## EXERCISE AIM
Please retype, character for character, the portion of the entries below that runs from the line containing "Your task: point to each instance of the turquoise" to the last line.

-- Opening Marker --

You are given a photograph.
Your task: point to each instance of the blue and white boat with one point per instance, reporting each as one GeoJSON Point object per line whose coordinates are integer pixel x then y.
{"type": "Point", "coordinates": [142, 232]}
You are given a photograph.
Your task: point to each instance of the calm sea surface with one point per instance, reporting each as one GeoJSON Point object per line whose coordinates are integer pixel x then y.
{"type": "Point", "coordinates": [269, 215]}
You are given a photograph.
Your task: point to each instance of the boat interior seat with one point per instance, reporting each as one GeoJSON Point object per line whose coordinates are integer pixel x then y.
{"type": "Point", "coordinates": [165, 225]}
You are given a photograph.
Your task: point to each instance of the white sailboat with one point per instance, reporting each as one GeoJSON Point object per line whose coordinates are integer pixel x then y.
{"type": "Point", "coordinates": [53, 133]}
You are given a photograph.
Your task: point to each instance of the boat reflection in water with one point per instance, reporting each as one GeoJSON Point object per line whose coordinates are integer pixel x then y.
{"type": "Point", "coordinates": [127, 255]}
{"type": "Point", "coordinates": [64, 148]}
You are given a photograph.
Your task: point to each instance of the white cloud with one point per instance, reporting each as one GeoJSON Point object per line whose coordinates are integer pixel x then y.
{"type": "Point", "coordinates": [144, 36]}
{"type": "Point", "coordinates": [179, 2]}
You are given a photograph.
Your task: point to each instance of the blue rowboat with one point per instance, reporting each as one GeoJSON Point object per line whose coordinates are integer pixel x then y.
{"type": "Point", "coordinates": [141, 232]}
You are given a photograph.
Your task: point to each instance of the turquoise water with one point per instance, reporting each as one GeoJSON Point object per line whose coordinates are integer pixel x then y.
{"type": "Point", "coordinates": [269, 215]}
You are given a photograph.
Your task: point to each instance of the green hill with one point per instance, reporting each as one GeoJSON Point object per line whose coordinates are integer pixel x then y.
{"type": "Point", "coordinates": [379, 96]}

-- Closing Marker --

## ANSWER FOR THE TASK
Your task: point to each instance of the turquoise water with one point per instance, reporting each as one GeoJSON Point object per line whose coordinates are integer pixel x then y.
{"type": "Point", "coordinates": [269, 215]}
You are given a photograph.
Your task: point to each instance of the green hill with one point per instance, reporting each as one GeoJSON Point object per line whose coordinates are integer pixel x then y.
{"type": "Point", "coordinates": [379, 96]}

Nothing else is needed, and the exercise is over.